- **TASK TO CARRY OUT**: Set out all of the material below as a Markdown table with the columns Row and Entry, giving each line its own numbered row. Skip blank lines and leave the pictures out.

- **INPUT FOR THIS TASK**:

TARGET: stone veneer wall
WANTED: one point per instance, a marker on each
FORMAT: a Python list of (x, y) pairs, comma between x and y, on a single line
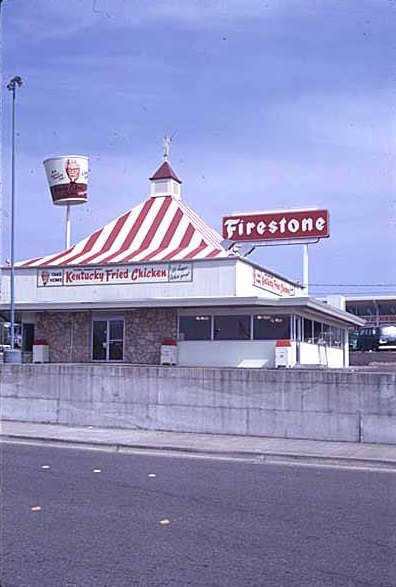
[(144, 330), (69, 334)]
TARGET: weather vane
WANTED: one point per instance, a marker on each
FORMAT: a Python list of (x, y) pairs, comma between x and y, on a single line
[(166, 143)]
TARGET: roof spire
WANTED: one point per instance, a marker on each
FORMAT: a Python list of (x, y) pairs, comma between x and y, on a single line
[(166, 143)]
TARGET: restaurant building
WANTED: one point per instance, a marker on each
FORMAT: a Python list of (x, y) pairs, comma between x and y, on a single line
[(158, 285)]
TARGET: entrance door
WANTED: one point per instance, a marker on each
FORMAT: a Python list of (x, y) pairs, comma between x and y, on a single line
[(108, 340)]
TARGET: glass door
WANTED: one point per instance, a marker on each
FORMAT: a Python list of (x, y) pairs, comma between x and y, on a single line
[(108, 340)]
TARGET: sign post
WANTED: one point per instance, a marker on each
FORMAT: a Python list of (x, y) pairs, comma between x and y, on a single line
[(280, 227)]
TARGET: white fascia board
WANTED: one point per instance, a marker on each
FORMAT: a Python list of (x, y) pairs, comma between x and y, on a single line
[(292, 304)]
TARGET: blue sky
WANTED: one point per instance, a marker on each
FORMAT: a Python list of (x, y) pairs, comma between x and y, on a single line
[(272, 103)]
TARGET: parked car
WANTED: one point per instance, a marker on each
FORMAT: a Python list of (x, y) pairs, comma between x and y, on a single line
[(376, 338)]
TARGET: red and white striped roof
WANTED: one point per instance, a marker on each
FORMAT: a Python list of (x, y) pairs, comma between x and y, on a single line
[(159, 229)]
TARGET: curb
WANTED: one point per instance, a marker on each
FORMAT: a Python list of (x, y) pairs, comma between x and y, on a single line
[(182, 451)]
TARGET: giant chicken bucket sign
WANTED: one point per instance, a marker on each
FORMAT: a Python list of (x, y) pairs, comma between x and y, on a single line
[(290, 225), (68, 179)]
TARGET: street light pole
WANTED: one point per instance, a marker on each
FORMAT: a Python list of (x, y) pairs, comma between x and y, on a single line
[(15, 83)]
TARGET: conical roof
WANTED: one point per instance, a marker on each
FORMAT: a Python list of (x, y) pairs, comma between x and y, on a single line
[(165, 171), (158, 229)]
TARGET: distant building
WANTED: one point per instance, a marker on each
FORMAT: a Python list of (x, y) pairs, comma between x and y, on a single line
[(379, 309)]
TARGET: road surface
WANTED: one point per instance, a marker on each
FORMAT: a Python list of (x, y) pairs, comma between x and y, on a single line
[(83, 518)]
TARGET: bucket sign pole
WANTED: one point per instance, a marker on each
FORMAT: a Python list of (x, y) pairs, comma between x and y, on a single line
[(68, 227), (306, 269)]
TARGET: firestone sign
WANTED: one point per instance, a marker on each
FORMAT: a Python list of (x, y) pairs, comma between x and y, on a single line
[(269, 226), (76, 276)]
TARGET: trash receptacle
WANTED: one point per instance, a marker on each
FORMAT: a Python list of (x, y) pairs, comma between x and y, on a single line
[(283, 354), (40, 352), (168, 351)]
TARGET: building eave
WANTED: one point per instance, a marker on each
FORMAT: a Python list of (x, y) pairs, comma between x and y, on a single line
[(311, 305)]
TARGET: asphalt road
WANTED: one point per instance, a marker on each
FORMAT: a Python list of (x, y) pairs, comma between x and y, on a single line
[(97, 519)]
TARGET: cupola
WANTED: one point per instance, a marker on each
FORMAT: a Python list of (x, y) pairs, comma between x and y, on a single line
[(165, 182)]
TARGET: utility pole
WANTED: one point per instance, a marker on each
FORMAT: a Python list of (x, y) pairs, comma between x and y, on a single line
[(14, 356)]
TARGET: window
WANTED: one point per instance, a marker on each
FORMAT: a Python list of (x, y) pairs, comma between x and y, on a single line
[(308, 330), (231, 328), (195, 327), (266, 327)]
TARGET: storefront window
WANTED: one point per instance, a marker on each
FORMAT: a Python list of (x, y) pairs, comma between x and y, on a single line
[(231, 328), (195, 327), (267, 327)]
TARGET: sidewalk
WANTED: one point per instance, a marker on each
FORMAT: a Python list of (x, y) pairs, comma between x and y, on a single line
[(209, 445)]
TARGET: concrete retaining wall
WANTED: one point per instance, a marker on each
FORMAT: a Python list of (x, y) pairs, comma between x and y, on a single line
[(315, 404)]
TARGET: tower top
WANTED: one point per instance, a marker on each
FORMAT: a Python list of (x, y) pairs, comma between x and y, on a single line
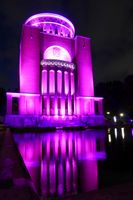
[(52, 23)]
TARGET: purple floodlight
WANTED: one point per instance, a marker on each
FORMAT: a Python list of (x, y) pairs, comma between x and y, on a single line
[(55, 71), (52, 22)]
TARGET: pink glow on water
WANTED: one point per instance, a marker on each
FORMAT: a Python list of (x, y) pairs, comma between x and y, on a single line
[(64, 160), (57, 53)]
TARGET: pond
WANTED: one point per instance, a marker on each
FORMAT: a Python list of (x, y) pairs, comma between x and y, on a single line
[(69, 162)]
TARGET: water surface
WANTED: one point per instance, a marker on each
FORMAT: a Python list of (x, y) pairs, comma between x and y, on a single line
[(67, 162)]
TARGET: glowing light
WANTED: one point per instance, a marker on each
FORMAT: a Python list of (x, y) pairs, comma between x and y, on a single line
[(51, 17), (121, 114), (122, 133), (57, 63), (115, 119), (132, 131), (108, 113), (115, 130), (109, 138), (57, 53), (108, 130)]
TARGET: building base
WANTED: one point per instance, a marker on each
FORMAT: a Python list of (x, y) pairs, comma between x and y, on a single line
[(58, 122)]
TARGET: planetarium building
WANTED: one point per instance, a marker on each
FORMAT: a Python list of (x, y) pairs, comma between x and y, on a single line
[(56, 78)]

- **THE REPLY**:
| Row | Entry |
|---|---|
| 1 | TARGET: stone veneer wall |
| 2 | WANTED: one point per instance, a marker on each |
| 3 | FORMAT: a Python list of (x, y) pairs, comma between x and y, on a single line |
| 4 | [(144, 330), (69, 334)] |
| 5 | TARGET: weather vane |
| 6 | WANTED: one point per instance, a marker on each |
| 7 | FORMAT: a Python list of (x, y) pairs, comma between x and y, on a single line |
| 8 | [(166, 143)] |
| 9 | TARGET: roof spire |
| 10 | WANTED: one point per instance, a marker on each |
| 11 | FORMAT: a Python list of (x, y) pairs, comma between x and y, on a single line |
| 12 | [(166, 143)] |
| 13 | TARGET: restaurant building |
| 14 | WANTED: one point per instance, a marker on each |
| 15 | FORMAT: a Python list of (x, y) pairs, comma between x and y, on a single line |
| 16 | [(158, 285)] |
| 17 | TARGET: entrance door |
| 18 | WANTED: one point per instance, a marker on each |
| 19 | FORMAT: a Python list of (x, y) pairs, comma between x and y, on a single line |
| 20 | [(108, 340)] |
| 21 | TARGET: glass door |
| 22 | WANTED: one point per instance, a marker on each |
| 23 | FORMAT: a Python list of (x, y) pairs, comma between x and y, on a single line |
| 24 | [(108, 340)] |
| 25 | TARGET: sign post |
| 26 | WANTED: one point per instance, a marker on each |
| 27 | FORMAT: a Python list of (x, y) pairs, comma between x and y, on a single line |
| 28 | [(280, 227)] |
| 29 | TARGET: white fascia board |
| 30 | WANTED: one point per instance, a marker on each |
| 31 | FORMAT: a Python list of (x, y) pairs, comma between x and y, on a single line |
| 32 | [(292, 304)] |
| 33 | TARGET: blue sky |
| 34 | WANTED: one point per instance, a marker on each |
| 35 | FORMAT: a Python list of (x, y) pairs, comma between x and y, on a single line |
| 36 | [(272, 103)] |
| 37 | TARGET: parked car |
| 38 | WANTED: one point per instance, a marker on each |
| 39 | FORMAT: a Python list of (x, y) pairs, comma between x and y, on a single line |
| 40 | [(376, 338)] |
| 41 | TARGET: red and white striped roof |
| 42 | WANTED: one point per instance, a marker on each |
| 43 | FORMAT: a Python list of (x, y) pairs, comma between x and y, on a single line |
| 44 | [(159, 229)] |
| 45 | TARGET: curb |
| 46 | WANTED: one point per instance, a marker on each |
| 47 | FORMAT: a Python list of (x, y) pairs, comma between x and y, on a single line |
| 48 | [(182, 451)] |
| 49 | TARGET: giant chicken bucket sign |
| 50 | WANTED: one point per instance, a marker on each |
| 51 | FORMAT: a Python list of (x, y) pairs, comma between x and y, on a single line |
| 52 | [(290, 225), (68, 179)] |
| 53 | TARGET: street light pole |
| 54 | WANTED: one point per instance, a marker on each |
| 55 | FORMAT: a Python list of (x, y) pairs, comma between x and y, on a single line |
| 56 | [(15, 83)] |
| 57 | TARGET: conical roof |
| 58 | WANTED: one point per instance, a marker on each |
| 59 | FORMAT: a Python list of (x, y) pairs, comma between x and y, on a single line |
| 60 | [(165, 171), (158, 229)] |
| 61 | TARGET: distant building |
| 62 | WANTED: one point per instance, a marker on each |
| 63 | FORMAT: a Python list of (x, y) pairs, comma between x and y, on a single line |
| 64 | [(379, 309)] |
| 65 | TARGET: road surface |
| 66 | WANTED: one point per instance, a marker on each |
| 67 | FORMAT: a Python list of (x, y) pairs, comma between x and y, on a single line |
| 68 | [(83, 518)] |
| 69 | TARGET: bucket sign pole |
| 70 | WANTED: one point per instance, a marker on each |
| 71 | FORMAT: a Python list of (x, y) pairs, comma between x and y, on a single line |
| 72 | [(68, 227), (306, 269)] |
| 73 | TARGET: firestone sign |
| 74 | WANTED: one point per instance, a marker on each |
| 75 | FORMAT: a Python list of (x, y) pairs, comma between x and y, on a single line |
| 76 | [(269, 226), (76, 276)] |
| 77 | TARGET: trash receptacle |
| 78 | WANTED: one point per instance, a marker on each |
| 79 | FORMAT: a Python list of (x, y) pairs, comma between x and y, on a single line |
| 80 | [(283, 354), (40, 352), (168, 351)] |
| 81 | TARGET: building eave |
| 82 | WANTED: one point per instance, a marker on each |
| 83 | FORMAT: a Python list of (x, y) pairs, comma between x and y, on a single line |
| 84 | [(311, 305)] |
| 85 | TARGET: asphalt road |
| 86 | WANTED: one point per instance, a marker on each |
| 87 | FORMAT: a Python list of (x, y) pairs, comma between x and y, on a single line |
| 88 | [(97, 519)] |
| 89 | TARGET: cupola |
| 90 | WANTED: one point per instance, a marker on each |
| 91 | FORMAT: a Python list of (x, y) pairs, comma between x and y, on a single line |
| 92 | [(165, 182)] |
| 93 | TARGET: utility pole |
| 94 | WANTED: one point per instance, a marker on each |
| 95 | FORMAT: a Python list of (x, y) pairs, comma between x and y, on a single line |
| 96 | [(14, 356)] |
| 97 | TARGET: window |
| 98 | WANTED: one point per instance, a marker on each |
| 99 | FORMAT: a Python list of (x, y) pairs, comma between x and y, on a single line |
| 100 | [(308, 330), (231, 328), (195, 327), (266, 327)] |
| 101 | TARGET: storefront window |
| 102 | WANTED: one point per instance, a marker on each |
| 103 | FORMAT: a Python list of (x, y) pairs, comma between x and y, on a single line |
| 104 | [(231, 328), (195, 327), (267, 327)] |
| 105 | TARGET: sidewalk |
| 106 | WANTED: one point per instance, a marker on each |
| 107 | FORMAT: a Python list of (x, y) pairs, comma between x and y, on a single line |
| 108 | [(209, 445)] |
| 109 | TARGET: concrete retaining wall |
| 110 | WANTED: one point per instance, a marker on each |
| 111 | FORMAT: a Python list of (x, y) pairs, comma between x and y, on a single line |
| 112 | [(315, 404)] |
| 113 | TARGET: tower top |
| 114 | WANTED: one point per instance, a marker on each |
| 115 | FORMAT: a Python list of (x, y) pairs, comma between x and y, on a single line |
| 116 | [(52, 23)] |
| 117 | TARGET: purple floodlight |
| 118 | WANTED: one point per instance, a marker on each |
| 119 | FORMAT: a Python list of (x, y) pairs, comma between x and y, on a single line |
| 120 | [(55, 71), (52, 22)] |
| 121 | TARGET: pink glow on water |
| 122 | WANTED: one point per instance, a marker on each |
| 123 | FORMAT: a Python list of (x, y) pairs, comma between x and y, on a single line |
| 124 | [(64, 160), (57, 53)] |
| 125 | TARGET: pond |
| 126 | WANTED: one point per instance, a marker on each |
| 127 | FORMAT: a Python list of (x, y) pairs, comma between x and y, on a single line |
| 128 | [(69, 162)] |
| 129 | TARGET: water surface |
| 130 | WANTED: one point per instance, a marker on each |
| 131 | FORMAT: a Python list of (x, y) pairs, comma between x and y, on a single line |
| 132 | [(67, 162)] |
| 133 | TARGET: glowing light |
| 134 | WANTED: one point per instance, a marker on each |
| 135 | FORMAT: a Python list of (x, y) pairs, comma between x and y, on a single line |
| 136 | [(51, 17), (121, 114), (122, 133), (57, 63), (115, 119), (132, 131), (108, 113), (115, 130), (109, 138), (57, 53), (108, 130)] |
| 137 | TARGET: building base |
| 138 | WANTED: one point per instance, a marker on each |
| 139 | FORMAT: a Python list of (x, y) pairs, comma between x and y, on a single line |
| 140 | [(58, 122)] |
| 141 | TARGET: planetarium building |
| 142 | WANTED: one point per instance, a marker on each |
| 143 | FORMAT: a Python list of (x, y) pairs, comma between x and y, on a single line |
| 144 | [(56, 78)] |